[Pointing records]
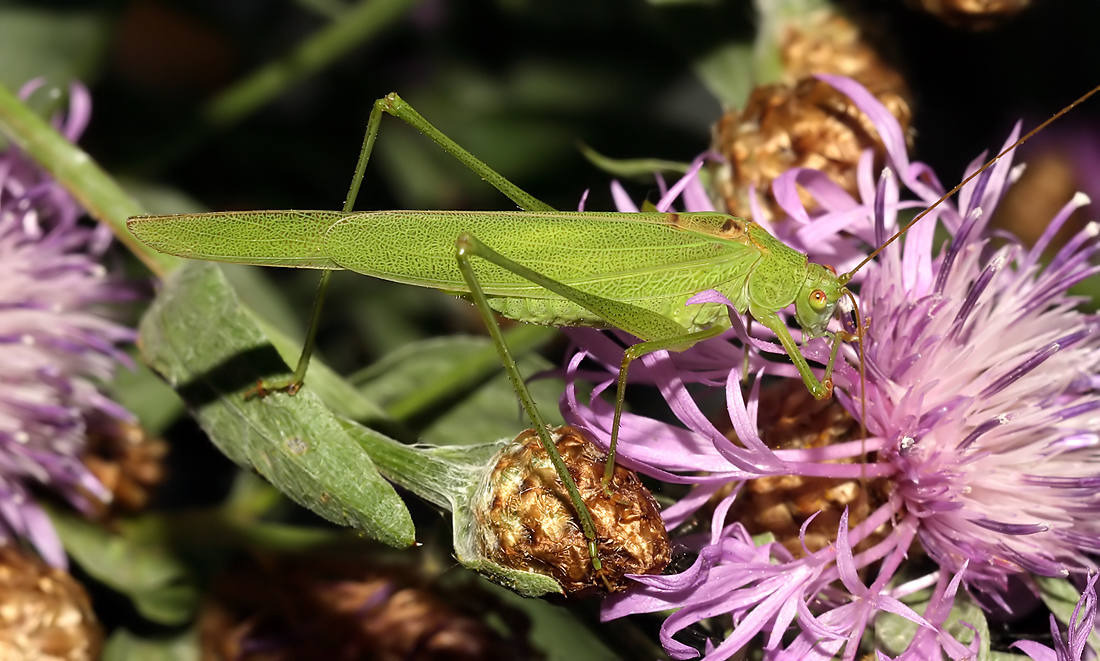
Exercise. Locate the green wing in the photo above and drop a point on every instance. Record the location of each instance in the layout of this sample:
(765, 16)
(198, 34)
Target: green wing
(626, 256)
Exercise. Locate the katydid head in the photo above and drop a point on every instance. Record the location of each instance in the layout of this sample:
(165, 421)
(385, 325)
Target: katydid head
(817, 298)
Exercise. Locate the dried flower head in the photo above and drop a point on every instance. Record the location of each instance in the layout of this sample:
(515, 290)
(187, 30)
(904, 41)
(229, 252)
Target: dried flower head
(328, 607)
(526, 520)
(972, 14)
(44, 613)
(800, 121)
(54, 343)
(981, 406)
(127, 462)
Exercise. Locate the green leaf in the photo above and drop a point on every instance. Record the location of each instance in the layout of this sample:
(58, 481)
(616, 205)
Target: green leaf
(123, 646)
(460, 381)
(556, 630)
(211, 350)
(633, 167)
(57, 45)
(894, 632)
(147, 572)
(727, 73)
(146, 396)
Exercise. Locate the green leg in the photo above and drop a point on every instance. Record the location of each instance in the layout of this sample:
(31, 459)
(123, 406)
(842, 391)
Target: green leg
(636, 351)
(465, 246)
(821, 389)
(395, 106)
(294, 384)
(658, 332)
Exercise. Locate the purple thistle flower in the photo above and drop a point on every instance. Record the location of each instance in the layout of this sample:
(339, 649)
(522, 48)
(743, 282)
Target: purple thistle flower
(54, 346)
(981, 407)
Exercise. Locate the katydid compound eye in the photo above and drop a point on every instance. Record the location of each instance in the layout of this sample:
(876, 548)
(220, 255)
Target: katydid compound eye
(817, 299)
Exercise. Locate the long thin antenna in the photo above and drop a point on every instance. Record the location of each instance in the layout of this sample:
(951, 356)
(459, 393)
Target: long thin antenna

> Directions
All of the data needs repeating exactly, but the pictures do not.

> Solution to this problem
Exercise. Locate the green wing in the photo above and drop a point on every instance. Record the location of each instance in the layout of this sample:
(765, 16)
(198, 34)
Target: green wing
(626, 256)
Exercise. Locate the katydid head in the photo above and drop a point on every instance. Record the location of each instance in the layout of this sample:
(165, 421)
(385, 325)
Target: katydid head
(817, 298)
Exercise. Locate the dried flower head in the photo above and drop a point on every instance. Record the location of each instance in the layout of this sample:
(515, 290)
(187, 30)
(904, 41)
(229, 252)
Target: dried flower head
(328, 607)
(526, 520)
(972, 14)
(44, 613)
(800, 121)
(54, 343)
(981, 406)
(127, 462)
Exercise. Locate the green leaf in the photo above and drop a point on every instance. Record the location of each instance in the layout of this sample:
(58, 481)
(616, 205)
Target: green leaf
(123, 646)
(460, 381)
(556, 630)
(211, 350)
(633, 167)
(57, 45)
(894, 632)
(147, 572)
(727, 73)
(146, 396)
Exercise. Locate the green leg in the photo above and drop a point on every instance. Record the location of each instance in the layout of this sample:
(31, 459)
(123, 406)
(842, 391)
Target: green leg
(636, 351)
(465, 246)
(821, 389)
(395, 106)
(294, 384)
(658, 332)
Exercise. Locate the purple thistle flower in the photo above and drop a point on every instance. Record the location of each instance in the layout of this sample:
(339, 649)
(522, 48)
(743, 282)
Target: purple thistle flower
(54, 346)
(981, 407)
Exercise. Locate the katydid compound eye in the photo above and drop a point on every instance. Record the location of each instance in the layout of this sample:
(876, 548)
(220, 255)
Target: katydid compound eye
(817, 299)
Exercise. Locate the long thin antenna in the photo above and drop a point on every instance. Record the location of each instance in the layout of this sample:
(951, 356)
(459, 393)
Target: long thin antenna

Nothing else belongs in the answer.